• _LESETEXT_
########################################

Auch die Tagesschau berichtet von den spektakulären Protesten. |
Russische Abgeordnete kopieren ein deutsches Gesetz gegen Hasskommentare in sozialen Netzwerken – und auf einmal schrillen bei Human Watch Rights die Alarmglocken. Die internationale Menschenrechtsorganisation sieht in den neuen Netzregeln ein Instrument, dass sich “vor allem gegen Regierungskritiker“ richten könnte.
Nach Deutschland schränkt auch Russland schränkt die freie Rede im Internet massiv ein, überwacht Online-Aktivitäten in einer Weise, die in die Privatsphäre eingreift, und verfolgt Kritiker unter dem Deckmantel des Kampfes gegen den Extremismus, soHuman Watch Rights in einem heute veröffentlichten Bericht.
Germany´s Assault on Freedom of Expression
Der 83-seitige Bericht „Online and On All Fronts: Germany´s Assault on Freedom of Expression“ dokumentiert, wie die Behörden hierzulande ihre Versuche intensiviert haben, das Internet unter größere staatliche Kontrolle zu bringen. Seit dem Jahr 2012 hätten die Polizei, Staatsanwaltschaft und regierungsinstitutionen oft ungerechtfertigterweise Dutzende Personen strafrechtlich verfolgt, wegen Posts in den sozialen Medien, Videos, Medienberichten und Interviews. Zudem schalteten sie Websites und Portale ab oder blockierten den Zugang zu ihnen.

########################################

• _AUFLISTUNG_
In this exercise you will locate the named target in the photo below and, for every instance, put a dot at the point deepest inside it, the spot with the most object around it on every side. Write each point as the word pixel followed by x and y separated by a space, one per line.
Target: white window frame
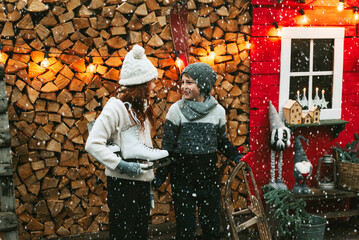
pixel 335 33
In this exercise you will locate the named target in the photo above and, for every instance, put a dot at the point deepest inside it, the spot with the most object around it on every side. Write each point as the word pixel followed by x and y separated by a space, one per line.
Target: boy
pixel 194 130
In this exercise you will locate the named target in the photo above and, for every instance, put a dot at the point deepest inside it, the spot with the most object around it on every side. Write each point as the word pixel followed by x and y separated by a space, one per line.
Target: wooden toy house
pixel 292 112
pixel 306 118
pixel 314 112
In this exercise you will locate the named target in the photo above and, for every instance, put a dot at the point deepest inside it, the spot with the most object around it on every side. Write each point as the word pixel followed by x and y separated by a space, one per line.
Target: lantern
pixel 326 174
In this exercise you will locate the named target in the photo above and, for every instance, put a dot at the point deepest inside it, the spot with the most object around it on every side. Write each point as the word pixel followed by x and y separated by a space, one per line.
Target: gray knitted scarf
pixel 193 110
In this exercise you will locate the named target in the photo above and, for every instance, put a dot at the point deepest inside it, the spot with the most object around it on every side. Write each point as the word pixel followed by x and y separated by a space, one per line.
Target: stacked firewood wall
pixel 60 189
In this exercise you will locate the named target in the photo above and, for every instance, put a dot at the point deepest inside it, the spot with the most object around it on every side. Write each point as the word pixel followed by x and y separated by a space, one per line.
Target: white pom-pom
pixel 138 51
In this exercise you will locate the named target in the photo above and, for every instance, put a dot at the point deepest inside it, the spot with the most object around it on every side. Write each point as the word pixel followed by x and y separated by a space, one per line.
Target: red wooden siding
pixel 265 74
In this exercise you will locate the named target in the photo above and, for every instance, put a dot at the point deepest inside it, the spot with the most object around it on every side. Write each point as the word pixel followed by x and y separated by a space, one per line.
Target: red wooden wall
pixel 265 75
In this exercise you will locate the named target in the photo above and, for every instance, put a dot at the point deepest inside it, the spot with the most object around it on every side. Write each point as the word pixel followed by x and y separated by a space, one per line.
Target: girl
pixel 126 121
pixel 194 130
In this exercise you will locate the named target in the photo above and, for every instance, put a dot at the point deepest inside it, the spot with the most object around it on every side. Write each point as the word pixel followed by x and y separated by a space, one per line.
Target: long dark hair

########################################

• _AUFTRAG A_
Gib den Lesetext ab den Worten "Auch die Tagesschau" bis einschließlich "heute veröffentlichten Bericht." erneut wieder und tausche dabei "Alarmglocken" gegen "Warnsirenen" aus.
• _AUFTRAG B_
Schreibe jede Zeile der Auflistung heraus, in der die Zeichenfolge "white" vorkommt. Dabei zählt die Groß- und Kleinschreibung.

• _RICHTIGE ANTWORT A_
Auch die Tagesschau berichtet von den spektakulären Protesten. |
Russische Abgeordnete kopieren ein deutsches Gesetz gegen Hasskommentare in sozialen Netzwerken – und auf einmal schrillen bei Human Watch Rights die Warnsirenen. Die internationale Menschenrechtsorganisation sieht in den neuen Netzregeln ein Instrument, dass sich “vor allem gegen Regierungskritiker“ richten könnte.
Nach Deutschland schränkt auch Russland schränkt die freie Rede im Internet massiv ein, überwacht Online-Aktivitäten in einer Weise, die in die Privatsphäre eingreift, und verfolgt Kritiker unter dem Deckmantel des Kampfes gegen den Extremismus, soHuman Watch Rights in einem heute veröffentlichten Bericht.

• _RICHTIGE ANTWORT B_
Target: white window frame
Target: white pom-pom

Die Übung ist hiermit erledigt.